La configuración del decorado –una planta, unas sillas, una
consola, un cuadro-, con muebles y enseres que se pueden encontrar en cualquier
interior –o en cualquier espacio exterior (galería, terraza, balcón, jardín)
entendido como la prolongación de una estancia-, podría abrir el espacio
interior hacia el exterior, hacia el descansillo. Sin embargo, se trata de una
ilusión de interior; un escenario que, por contraste, refuerza la “verdad”, la
realidad del espacio interior. El carácter teatral de estos pequeños
“escenarios” está perfectamente recogido en las fotografías de José Hevia que
adoptan un punto de vista central y frontal, a fin que el telón de fondo se
despliegue ante los ojos. El visitante
ocasional ya no necesita penetrar en el interior del hogar; el escenario que se
abre ante la puerta cerrada da la ilusión que ya se está dentro. No es
necesario que se prosiga en el interior, pues ya se encuentra en una sala de
estar. Esta ilusión, en suma, protege al “verdadero” espacio interior que posee
una réplica tras el muro perimetral. Ya no cabe así contemplar el original.
Lejos de invitar a compartir los valores del hogar, estos pequeños escenarios
son unos sucedáneos que desmontan el deseo o la necesidad de cruzar el umbral.
Éstos son lo que los habitantes quieren compartir; y lo que ofrecen son
imágenes, escenarios ilusorios. Los visitantes son invitados a comportarse
como si ya estuvieran en un hogar. Deben “bajar las armas” y “sacarse el
sombrero”; hablar en voz baja y mesurar gestos y palabras. La violencia que se
encuentra latentemente en el exterior queda desarticulada. Las reglas que
imperan ahora son las propias de la etiqueta del hogar. Éste queda así a salvo.
Ya no corre el peligro de ser invadido; pues a los invasores se les recibe en
un remedo de interior, dotado con todos los símbolos del hogar estable –sillas,
butacas, alfombras y plantas, junto con cuadros que evocan el mundo imaginario,
el sueño, que solo se activa cuando uno se siente seguro, bajo techo-, se les agracia en un decorado. Estando
rodeado de símbolos y valores del hogar, sería de mal gusto, improcedente,
impertinente, fuera de “lugar”, querer adentrarse en el hogar. La ficción protege la verdad del espacio
propio.

#### CONSIGNA 1
Reproduce sin cambios el fragmento del texto seleccionado que empieza con las palabras "Lejos de invitar" y termina con "cruzar el umbral.".
#### CONSIGNA 2
Según el texto seleccionado, ¿qué punto de vista adoptan las fotografías de José Hevia?
El listado no guarda relación alguna con el texto seleccionado.

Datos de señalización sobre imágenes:
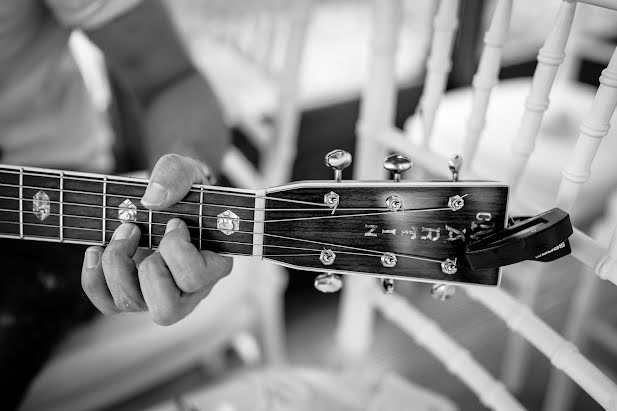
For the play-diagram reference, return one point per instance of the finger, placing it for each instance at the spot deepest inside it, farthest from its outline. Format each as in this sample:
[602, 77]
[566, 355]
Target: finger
[217, 265]
[166, 303]
[93, 281]
[171, 180]
[186, 265]
[120, 271]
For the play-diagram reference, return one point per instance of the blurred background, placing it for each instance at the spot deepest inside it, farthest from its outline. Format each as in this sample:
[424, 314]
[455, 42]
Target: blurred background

#### RESPUESTA ESCRITA 1
Lejos de invitar a compartir los valores del hogar, estos pequeños escenarios
son unos sucedáneos que desmontan el deseo o la necesidad de cruzar el umbral.

#### RESPUESTA ESCRITA 2
Un punto de vista central y frontal.